Object position labeling entries
□ □ □ □
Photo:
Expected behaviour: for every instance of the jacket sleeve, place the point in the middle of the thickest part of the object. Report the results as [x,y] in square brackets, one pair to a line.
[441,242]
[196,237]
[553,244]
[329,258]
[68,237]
□ □ □ □
Please echo the listing above line for line, changing nothing.

### The result
Photo:
Expected behaviour: for every instance of the jacket sleeve, place the point in the middle of the thickest part of the object. Report the results as [x,y] in square brackets, one pair to a line.
[441,242]
[196,237]
[553,244]
[329,258]
[68,237]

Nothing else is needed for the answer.